> Work to complete:
Transcribe the records exactly, beginning with the line that contains "In this exercise you will mark every instance of the flower" and continuing through the end of the records, both ends included. Omit the pictures from your answer.

> Dataset excerpts:

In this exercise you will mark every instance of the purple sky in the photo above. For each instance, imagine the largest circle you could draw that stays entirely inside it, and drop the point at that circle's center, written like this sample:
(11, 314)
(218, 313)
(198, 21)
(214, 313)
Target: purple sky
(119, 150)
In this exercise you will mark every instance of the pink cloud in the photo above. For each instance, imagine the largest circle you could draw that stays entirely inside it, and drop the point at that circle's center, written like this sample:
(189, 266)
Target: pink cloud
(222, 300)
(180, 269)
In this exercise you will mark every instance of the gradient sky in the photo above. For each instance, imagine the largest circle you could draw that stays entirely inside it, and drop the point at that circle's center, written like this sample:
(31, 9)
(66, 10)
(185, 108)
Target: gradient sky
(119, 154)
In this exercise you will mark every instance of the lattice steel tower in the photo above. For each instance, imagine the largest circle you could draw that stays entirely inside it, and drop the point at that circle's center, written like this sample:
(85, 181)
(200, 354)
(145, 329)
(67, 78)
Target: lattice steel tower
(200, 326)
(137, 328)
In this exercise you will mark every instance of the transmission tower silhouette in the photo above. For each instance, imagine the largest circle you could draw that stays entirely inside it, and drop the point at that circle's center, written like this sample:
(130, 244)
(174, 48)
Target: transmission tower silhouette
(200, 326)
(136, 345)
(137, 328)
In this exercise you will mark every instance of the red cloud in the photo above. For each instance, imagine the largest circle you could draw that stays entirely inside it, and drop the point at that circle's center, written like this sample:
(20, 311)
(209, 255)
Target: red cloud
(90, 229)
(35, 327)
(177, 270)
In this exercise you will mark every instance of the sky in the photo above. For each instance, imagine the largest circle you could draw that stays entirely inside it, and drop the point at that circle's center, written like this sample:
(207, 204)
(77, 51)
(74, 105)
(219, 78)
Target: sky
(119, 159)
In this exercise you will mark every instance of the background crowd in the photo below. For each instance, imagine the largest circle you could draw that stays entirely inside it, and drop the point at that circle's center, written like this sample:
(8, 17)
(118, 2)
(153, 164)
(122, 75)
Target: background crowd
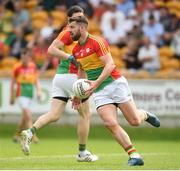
(144, 35)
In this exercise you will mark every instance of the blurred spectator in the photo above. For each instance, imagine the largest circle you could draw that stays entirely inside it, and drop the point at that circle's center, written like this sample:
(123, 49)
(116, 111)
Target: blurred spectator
(88, 9)
(151, 11)
(149, 56)
(114, 34)
(40, 55)
(176, 44)
(1, 50)
(141, 6)
(154, 31)
(47, 31)
(17, 43)
(126, 6)
(21, 17)
(111, 22)
(5, 19)
(131, 56)
(131, 21)
(174, 24)
(33, 41)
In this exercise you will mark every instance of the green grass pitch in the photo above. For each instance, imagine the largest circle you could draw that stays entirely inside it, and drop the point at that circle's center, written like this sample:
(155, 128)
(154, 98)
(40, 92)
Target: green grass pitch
(58, 147)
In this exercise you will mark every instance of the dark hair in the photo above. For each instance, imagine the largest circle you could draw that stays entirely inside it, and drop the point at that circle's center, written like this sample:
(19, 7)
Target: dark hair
(25, 51)
(79, 19)
(74, 9)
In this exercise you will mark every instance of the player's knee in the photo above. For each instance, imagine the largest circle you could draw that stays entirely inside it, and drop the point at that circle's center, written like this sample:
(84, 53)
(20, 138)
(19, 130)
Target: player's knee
(136, 121)
(54, 115)
(111, 125)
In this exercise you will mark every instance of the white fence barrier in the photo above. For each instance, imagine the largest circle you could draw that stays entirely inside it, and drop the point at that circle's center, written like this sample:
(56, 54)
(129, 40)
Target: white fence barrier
(158, 96)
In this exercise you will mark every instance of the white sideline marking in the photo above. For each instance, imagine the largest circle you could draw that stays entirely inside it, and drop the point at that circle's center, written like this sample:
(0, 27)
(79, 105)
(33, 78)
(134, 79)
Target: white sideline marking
(72, 156)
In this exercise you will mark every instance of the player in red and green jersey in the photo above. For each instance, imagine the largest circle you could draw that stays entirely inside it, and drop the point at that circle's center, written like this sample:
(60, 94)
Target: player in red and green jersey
(26, 78)
(62, 91)
(110, 89)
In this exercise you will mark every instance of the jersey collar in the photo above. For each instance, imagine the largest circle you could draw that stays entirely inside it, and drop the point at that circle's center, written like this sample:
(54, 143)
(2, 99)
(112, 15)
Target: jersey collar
(82, 43)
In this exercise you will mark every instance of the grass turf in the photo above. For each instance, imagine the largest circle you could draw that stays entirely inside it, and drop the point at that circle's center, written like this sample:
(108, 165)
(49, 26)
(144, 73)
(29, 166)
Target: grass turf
(58, 146)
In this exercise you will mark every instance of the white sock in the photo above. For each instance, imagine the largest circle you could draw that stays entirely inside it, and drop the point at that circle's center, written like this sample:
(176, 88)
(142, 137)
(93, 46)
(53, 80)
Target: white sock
(135, 155)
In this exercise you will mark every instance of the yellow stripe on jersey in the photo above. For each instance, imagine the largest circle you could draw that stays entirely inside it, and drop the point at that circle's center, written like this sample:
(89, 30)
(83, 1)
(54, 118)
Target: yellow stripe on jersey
(101, 43)
(90, 62)
(69, 48)
(62, 34)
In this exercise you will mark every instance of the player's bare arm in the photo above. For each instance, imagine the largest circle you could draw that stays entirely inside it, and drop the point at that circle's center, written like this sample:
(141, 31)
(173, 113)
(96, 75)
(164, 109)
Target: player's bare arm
(12, 91)
(55, 49)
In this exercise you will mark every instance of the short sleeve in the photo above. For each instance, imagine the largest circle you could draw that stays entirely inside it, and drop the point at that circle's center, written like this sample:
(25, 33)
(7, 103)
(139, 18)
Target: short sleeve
(65, 37)
(101, 47)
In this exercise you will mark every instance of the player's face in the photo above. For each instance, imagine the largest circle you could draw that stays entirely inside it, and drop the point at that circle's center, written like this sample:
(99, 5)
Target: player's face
(25, 58)
(77, 14)
(74, 30)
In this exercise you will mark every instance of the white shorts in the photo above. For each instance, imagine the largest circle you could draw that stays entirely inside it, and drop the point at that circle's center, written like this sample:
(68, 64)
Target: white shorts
(115, 93)
(24, 102)
(62, 85)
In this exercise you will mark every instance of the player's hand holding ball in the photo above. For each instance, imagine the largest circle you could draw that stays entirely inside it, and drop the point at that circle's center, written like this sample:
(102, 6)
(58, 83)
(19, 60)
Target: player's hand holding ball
(81, 89)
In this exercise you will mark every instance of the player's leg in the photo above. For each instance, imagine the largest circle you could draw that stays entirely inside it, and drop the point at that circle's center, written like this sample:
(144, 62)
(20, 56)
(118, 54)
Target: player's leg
(108, 113)
(83, 132)
(126, 103)
(26, 120)
(21, 126)
(56, 110)
(137, 116)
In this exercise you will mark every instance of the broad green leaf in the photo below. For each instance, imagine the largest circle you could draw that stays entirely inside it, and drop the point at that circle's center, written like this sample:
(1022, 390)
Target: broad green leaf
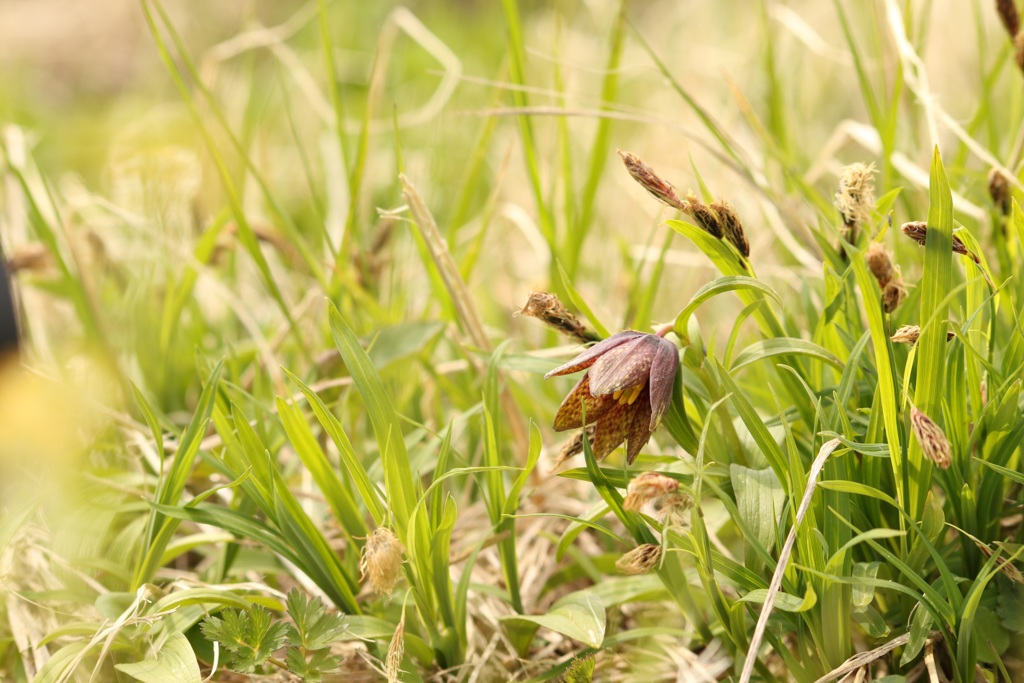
(579, 615)
(387, 427)
(175, 663)
(759, 501)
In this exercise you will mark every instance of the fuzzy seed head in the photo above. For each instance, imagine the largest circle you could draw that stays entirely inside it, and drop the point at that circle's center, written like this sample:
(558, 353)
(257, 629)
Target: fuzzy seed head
(907, 334)
(855, 197)
(880, 263)
(646, 487)
(732, 229)
(933, 440)
(998, 189)
(918, 230)
(655, 186)
(395, 650)
(640, 560)
(893, 294)
(673, 508)
(381, 561)
(547, 308)
(706, 218)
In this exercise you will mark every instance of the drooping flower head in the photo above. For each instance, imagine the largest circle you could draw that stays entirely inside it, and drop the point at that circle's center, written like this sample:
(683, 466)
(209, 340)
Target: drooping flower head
(626, 390)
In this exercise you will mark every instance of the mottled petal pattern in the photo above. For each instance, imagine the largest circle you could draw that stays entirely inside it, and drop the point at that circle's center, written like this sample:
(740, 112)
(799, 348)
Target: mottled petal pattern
(587, 358)
(611, 429)
(663, 380)
(626, 391)
(569, 414)
(624, 367)
(639, 427)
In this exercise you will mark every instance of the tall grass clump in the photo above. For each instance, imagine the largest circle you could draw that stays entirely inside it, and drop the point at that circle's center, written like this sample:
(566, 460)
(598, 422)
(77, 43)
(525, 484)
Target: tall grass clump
(273, 410)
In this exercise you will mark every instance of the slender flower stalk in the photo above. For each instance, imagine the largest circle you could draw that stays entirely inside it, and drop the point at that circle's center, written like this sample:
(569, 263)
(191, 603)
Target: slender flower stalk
(718, 219)
(550, 310)
(625, 392)
(647, 487)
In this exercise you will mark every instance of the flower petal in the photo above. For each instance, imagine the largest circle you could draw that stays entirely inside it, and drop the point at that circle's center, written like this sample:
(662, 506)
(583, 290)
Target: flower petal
(639, 427)
(611, 428)
(587, 358)
(623, 367)
(663, 380)
(569, 414)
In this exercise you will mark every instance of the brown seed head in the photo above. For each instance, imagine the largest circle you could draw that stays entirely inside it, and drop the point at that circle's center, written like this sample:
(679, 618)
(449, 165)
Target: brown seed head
(395, 650)
(673, 508)
(658, 188)
(640, 560)
(732, 229)
(907, 334)
(547, 308)
(998, 189)
(918, 230)
(1008, 14)
(381, 561)
(933, 440)
(893, 294)
(880, 263)
(855, 197)
(706, 218)
(646, 487)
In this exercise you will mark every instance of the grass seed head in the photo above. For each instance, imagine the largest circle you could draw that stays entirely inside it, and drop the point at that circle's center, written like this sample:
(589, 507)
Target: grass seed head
(855, 197)
(732, 228)
(395, 650)
(646, 487)
(880, 263)
(658, 188)
(933, 440)
(907, 334)
(706, 217)
(673, 509)
(918, 230)
(893, 294)
(1008, 14)
(381, 561)
(998, 189)
(550, 310)
(640, 560)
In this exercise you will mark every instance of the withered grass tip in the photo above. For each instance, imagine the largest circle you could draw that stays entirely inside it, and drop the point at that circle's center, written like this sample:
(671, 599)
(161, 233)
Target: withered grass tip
(550, 310)
(641, 559)
(934, 443)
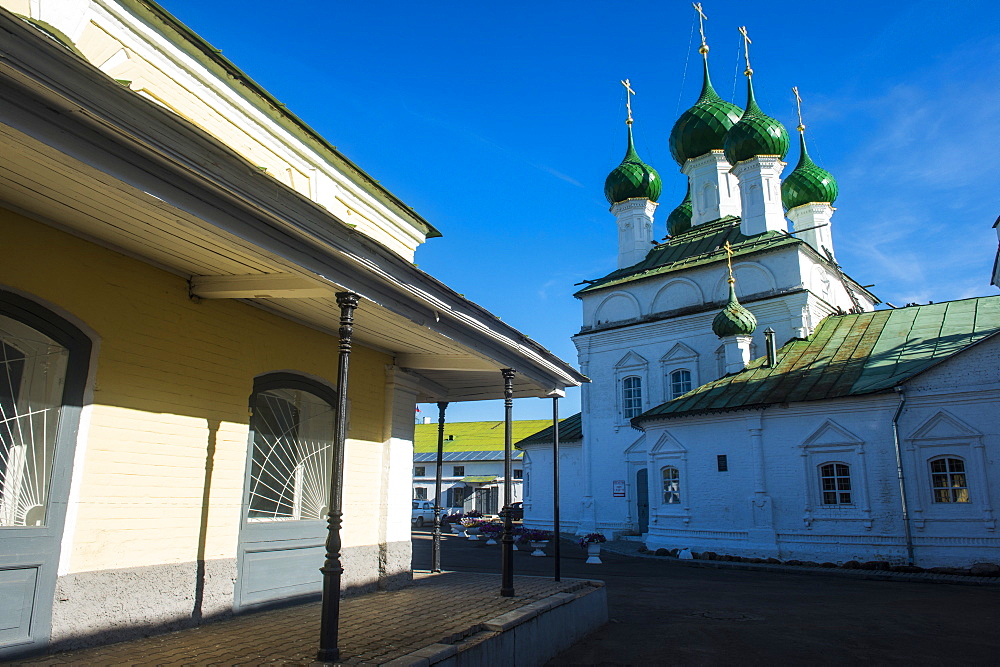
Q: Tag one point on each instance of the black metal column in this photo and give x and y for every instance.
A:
(436, 545)
(555, 483)
(332, 568)
(507, 542)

> Answer in full:
In this exercise you will mark every instance of the flower petal in the photo above. For each instance, imagine the largest circle you could draw that stays entirely inside it, and drop the point at that circle's center, written like this sample:
(662, 506)
(583, 290)
Target: flower petal
(639, 427)
(611, 428)
(587, 358)
(623, 367)
(663, 380)
(569, 414)
In this exercise you will mark every instance of the brown seed head in the photo above. For each instance, imagine the largest circle you could draw that stays entirely inside it, and drop the point at that circle's center, written like this sample:
(679, 618)
(449, 165)
Target: brown seed head
(395, 650)
(673, 508)
(658, 188)
(640, 560)
(732, 229)
(907, 334)
(547, 308)
(998, 189)
(918, 230)
(1008, 14)
(381, 561)
(933, 440)
(893, 294)
(880, 263)
(855, 197)
(706, 218)
(646, 487)
In this exercise you will mark every instance of the grass seed head in the photo above. For each instance, imagine the largest circle you could draw that stays entirely inside it, and drop the point at that circle's center, written like this sample:
(589, 507)
Target: grass seed head
(855, 197)
(732, 228)
(395, 650)
(646, 487)
(880, 263)
(658, 188)
(933, 440)
(907, 334)
(706, 217)
(673, 509)
(918, 230)
(893, 294)
(1008, 14)
(381, 561)
(998, 189)
(550, 310)
(640, 560)
In this exercise you will mark every instance of the withered grass tip in the photo above. For each instance, imagine the largest circle you could draw that stays entirely inside it, and drop the point at that circle's center, written like this sample:
(671, 599)
(161, 233)
Target: withered grass tip
(550, 310)
(641, 559)
(934, 443)
Q: Tag one point on each instance of the black metal column in this photo and give x and y for every instance.
A:
(436, 545)
(555, 483)
(332, 568)
(507, 542)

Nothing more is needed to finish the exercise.